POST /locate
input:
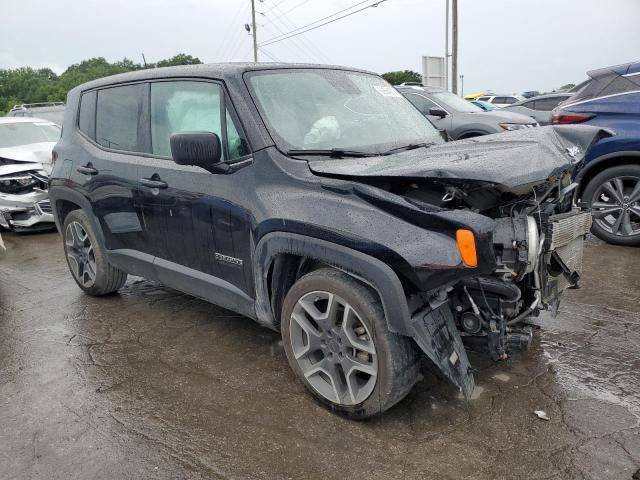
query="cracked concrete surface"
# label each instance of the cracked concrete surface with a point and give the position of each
(151, 383)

*****

▶ **HOW TO COMPLETE THIS TASK**: Leaving the pictures out, output the material exactly as it appears.

▶ **ANSWER FOR THIS EXERCISE**:
POST /locate
input:
query="cracked concrete surface"
# label each instance of the cracked concrete surface with a point and give the position of each
(151, 383)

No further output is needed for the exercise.